### LISTING:
····················
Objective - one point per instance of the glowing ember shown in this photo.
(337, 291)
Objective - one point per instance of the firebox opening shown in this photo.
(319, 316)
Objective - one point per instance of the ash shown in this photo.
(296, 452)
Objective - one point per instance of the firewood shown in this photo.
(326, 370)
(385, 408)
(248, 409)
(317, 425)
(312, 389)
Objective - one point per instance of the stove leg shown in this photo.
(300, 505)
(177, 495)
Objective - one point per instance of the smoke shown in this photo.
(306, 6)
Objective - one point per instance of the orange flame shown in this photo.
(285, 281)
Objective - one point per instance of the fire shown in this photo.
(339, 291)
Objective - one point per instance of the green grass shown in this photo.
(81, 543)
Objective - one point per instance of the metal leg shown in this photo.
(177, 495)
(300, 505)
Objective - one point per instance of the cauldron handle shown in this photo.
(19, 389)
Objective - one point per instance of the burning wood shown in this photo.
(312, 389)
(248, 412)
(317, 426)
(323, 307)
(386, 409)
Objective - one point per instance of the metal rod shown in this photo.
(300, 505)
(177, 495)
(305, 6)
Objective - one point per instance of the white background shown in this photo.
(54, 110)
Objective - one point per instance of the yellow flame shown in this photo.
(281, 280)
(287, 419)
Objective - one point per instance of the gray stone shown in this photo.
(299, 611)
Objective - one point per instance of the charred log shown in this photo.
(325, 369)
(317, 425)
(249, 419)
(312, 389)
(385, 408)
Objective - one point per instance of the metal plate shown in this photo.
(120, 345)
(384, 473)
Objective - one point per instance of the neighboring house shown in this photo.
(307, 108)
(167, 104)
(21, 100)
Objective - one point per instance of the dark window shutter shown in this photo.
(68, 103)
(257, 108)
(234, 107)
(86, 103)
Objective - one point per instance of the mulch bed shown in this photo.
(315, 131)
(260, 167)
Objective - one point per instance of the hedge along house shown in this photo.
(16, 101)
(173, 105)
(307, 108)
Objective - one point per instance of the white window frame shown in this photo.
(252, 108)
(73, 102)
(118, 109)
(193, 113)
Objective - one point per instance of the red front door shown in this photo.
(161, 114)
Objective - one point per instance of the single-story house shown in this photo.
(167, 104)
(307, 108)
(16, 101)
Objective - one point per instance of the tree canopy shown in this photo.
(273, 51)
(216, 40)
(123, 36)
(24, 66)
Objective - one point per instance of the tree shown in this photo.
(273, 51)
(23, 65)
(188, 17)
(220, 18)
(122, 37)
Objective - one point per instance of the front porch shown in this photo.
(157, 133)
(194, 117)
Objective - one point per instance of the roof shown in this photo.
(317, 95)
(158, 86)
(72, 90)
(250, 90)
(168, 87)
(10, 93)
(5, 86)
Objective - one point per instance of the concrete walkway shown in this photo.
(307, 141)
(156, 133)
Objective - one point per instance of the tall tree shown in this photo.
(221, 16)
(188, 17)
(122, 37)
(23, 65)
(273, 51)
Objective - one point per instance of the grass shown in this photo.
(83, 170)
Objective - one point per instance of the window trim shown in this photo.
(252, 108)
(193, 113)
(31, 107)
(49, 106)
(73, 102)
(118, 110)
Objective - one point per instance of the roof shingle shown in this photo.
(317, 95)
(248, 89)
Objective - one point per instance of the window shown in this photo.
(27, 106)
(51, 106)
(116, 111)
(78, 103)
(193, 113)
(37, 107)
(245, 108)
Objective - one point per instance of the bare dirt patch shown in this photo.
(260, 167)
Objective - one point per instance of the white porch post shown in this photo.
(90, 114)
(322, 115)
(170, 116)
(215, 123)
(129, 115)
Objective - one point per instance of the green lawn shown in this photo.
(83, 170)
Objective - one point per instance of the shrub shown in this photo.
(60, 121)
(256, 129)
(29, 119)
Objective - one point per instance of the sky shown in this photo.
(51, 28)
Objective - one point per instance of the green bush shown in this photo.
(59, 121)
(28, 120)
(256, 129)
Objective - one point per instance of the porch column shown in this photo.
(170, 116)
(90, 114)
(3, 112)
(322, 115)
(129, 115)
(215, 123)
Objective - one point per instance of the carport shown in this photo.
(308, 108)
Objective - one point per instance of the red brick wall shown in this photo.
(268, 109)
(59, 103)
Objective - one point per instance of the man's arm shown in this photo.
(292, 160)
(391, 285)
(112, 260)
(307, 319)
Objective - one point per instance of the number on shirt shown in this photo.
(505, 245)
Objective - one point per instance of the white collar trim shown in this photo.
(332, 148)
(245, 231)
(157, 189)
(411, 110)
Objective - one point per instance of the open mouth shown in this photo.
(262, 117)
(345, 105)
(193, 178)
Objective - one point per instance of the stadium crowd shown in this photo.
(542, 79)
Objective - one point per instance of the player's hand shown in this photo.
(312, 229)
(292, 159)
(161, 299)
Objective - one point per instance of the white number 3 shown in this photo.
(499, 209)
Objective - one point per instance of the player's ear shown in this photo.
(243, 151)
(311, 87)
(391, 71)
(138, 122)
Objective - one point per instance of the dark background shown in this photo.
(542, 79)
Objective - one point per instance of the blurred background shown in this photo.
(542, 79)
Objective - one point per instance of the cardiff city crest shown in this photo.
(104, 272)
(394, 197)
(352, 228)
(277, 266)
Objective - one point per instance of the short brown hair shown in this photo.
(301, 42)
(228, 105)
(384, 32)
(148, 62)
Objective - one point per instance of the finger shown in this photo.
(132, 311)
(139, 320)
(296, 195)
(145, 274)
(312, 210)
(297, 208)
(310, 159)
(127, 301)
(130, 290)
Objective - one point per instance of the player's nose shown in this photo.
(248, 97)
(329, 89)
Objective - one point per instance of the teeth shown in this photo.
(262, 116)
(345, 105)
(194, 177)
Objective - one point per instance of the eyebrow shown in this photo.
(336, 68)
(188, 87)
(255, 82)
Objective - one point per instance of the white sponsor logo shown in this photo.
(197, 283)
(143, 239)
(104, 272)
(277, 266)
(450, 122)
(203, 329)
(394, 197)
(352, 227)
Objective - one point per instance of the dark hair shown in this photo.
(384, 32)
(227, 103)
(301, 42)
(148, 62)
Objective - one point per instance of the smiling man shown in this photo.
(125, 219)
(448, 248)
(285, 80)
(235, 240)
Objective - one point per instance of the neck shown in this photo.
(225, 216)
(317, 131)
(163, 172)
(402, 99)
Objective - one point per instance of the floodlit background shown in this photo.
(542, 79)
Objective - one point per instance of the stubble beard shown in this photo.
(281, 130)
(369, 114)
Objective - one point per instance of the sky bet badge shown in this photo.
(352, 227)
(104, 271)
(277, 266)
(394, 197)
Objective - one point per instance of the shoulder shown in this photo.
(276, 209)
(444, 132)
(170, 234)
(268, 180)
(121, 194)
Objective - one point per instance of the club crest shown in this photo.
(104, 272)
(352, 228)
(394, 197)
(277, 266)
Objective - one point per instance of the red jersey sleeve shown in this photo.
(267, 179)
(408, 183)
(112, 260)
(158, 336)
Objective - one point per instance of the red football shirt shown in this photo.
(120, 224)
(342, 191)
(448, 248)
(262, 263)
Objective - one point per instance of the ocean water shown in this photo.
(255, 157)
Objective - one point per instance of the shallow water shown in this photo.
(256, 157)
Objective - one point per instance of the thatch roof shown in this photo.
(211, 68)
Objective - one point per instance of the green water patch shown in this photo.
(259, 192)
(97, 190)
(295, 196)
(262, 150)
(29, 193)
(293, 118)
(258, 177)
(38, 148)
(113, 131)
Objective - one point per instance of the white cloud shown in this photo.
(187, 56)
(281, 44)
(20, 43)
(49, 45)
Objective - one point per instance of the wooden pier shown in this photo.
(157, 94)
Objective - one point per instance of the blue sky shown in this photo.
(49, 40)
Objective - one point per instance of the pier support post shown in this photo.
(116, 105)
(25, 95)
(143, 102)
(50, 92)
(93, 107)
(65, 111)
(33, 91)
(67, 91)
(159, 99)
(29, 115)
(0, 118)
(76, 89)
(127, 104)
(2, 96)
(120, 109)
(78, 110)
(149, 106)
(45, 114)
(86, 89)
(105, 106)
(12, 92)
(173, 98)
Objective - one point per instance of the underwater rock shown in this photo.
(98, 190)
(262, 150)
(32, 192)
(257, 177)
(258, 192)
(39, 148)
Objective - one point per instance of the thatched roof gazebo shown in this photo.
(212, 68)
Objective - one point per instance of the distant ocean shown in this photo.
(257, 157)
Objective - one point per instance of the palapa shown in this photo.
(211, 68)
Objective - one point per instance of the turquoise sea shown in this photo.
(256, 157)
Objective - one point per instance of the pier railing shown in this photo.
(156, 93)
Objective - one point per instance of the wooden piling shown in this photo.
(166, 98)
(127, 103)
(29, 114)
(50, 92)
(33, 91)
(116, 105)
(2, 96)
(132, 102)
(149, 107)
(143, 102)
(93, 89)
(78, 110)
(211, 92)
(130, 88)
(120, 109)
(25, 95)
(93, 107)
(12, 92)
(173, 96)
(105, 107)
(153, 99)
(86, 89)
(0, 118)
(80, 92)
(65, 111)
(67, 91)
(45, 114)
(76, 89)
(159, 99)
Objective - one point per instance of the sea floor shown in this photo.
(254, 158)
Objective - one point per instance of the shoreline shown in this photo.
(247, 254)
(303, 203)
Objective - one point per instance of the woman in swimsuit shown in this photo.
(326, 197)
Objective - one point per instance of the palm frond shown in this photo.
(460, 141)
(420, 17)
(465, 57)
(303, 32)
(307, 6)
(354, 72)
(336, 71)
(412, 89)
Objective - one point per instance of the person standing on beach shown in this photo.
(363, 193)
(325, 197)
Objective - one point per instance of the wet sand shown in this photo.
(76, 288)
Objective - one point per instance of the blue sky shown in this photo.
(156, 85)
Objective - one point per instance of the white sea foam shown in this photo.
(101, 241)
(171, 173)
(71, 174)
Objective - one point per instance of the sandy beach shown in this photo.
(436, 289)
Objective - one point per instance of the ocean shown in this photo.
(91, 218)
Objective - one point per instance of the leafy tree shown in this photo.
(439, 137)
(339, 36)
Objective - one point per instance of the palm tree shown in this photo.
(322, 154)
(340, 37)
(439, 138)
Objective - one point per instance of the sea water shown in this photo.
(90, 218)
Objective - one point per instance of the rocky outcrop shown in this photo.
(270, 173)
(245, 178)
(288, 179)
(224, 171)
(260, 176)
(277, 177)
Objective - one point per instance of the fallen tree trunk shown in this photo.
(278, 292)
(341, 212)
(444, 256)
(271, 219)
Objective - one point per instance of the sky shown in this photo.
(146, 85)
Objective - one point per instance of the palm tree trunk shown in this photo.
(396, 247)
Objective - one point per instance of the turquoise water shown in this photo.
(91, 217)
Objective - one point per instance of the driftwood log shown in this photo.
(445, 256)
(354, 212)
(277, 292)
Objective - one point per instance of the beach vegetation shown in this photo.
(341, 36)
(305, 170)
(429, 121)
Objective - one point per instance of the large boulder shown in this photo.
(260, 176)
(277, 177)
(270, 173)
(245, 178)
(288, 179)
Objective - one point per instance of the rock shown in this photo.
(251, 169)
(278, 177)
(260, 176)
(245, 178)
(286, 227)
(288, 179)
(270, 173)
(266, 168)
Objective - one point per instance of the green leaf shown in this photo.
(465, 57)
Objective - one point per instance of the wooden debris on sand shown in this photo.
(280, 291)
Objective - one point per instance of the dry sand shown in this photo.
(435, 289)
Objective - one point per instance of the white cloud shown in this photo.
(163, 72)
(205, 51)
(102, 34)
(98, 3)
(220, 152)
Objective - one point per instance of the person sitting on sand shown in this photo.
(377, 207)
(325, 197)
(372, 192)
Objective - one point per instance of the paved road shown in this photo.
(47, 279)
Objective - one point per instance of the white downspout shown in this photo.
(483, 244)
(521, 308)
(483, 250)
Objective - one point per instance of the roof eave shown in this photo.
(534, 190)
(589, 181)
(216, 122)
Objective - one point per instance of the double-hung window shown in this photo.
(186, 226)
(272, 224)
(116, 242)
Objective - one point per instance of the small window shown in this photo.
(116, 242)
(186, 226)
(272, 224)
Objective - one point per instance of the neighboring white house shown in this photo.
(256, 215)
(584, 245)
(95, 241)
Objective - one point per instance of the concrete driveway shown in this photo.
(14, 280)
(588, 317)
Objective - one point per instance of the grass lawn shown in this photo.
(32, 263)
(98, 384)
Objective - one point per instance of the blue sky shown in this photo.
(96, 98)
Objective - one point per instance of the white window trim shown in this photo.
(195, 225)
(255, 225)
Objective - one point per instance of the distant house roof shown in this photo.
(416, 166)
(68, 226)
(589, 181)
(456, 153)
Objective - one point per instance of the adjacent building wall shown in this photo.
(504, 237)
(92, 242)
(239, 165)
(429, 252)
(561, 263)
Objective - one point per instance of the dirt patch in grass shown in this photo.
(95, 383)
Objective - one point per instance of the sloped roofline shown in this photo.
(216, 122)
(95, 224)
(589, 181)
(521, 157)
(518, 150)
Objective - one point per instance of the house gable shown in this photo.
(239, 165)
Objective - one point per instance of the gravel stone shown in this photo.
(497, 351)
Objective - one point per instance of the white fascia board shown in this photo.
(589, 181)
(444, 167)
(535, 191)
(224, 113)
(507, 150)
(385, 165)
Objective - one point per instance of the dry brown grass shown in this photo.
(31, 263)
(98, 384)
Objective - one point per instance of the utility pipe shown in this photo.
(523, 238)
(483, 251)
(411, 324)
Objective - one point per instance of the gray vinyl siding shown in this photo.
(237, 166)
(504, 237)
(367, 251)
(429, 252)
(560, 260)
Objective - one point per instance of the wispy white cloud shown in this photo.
····················
### TASK DIRECTIONS:
Return, word for word, each line from the line that contains "Objective - one point per instance of the white window trim" to the end of the listing above; include both end lines and nothing else.

### CORRECT OUTPUT:
Objective - one point per instance of the white window trim shown in this photo.
(195, 225)
(255, 225)
Objective - one point per instance of the distant house roof shown in this photo.
(416, 166)
(68, 226)
(589, 181)
(456, 153)
Objective - one point per instance of the adjacent building wall shown in this photo.
(504, 237)
(92, 242)
(239, 165)
(429, 252)
(561, 263)
Objective - one point per instance of the dirt patch in grass shown in this photo.
(95, 383)
Objective - one point per instance of the sloped roofline shown in this photo.
(216, 122)
(95, 224)
(589, 181)
(521, 157)
(518, 150)
Objective - one point per instance of the house gable shown in this photo.
(239, 165)
Objective - one point per instance of the gravel stone shown in this photo.
(497, 351)
Objective - one point per instance of the white fascia board shown in this photo.
(589, 181)
(444, 167)
(535, 191)
(224, 113)
(507, 150)
(385, 165)
Objective - one point per instance of the dry brown grass shown in this photo.
(31, 263)
(98, 384)
Objective - one point per instance of the utility pipe shown in this photo.
(523, 238)
(483, 251)
(411, 324)
Objective - one point per instance of the gray vinyl siding shown in this photo.
(237, 166)
(504, 237)
(367, 251)
(429, 252)
(560, 260)
Objective - one point per instance of the wispy white cloud shown in this photo.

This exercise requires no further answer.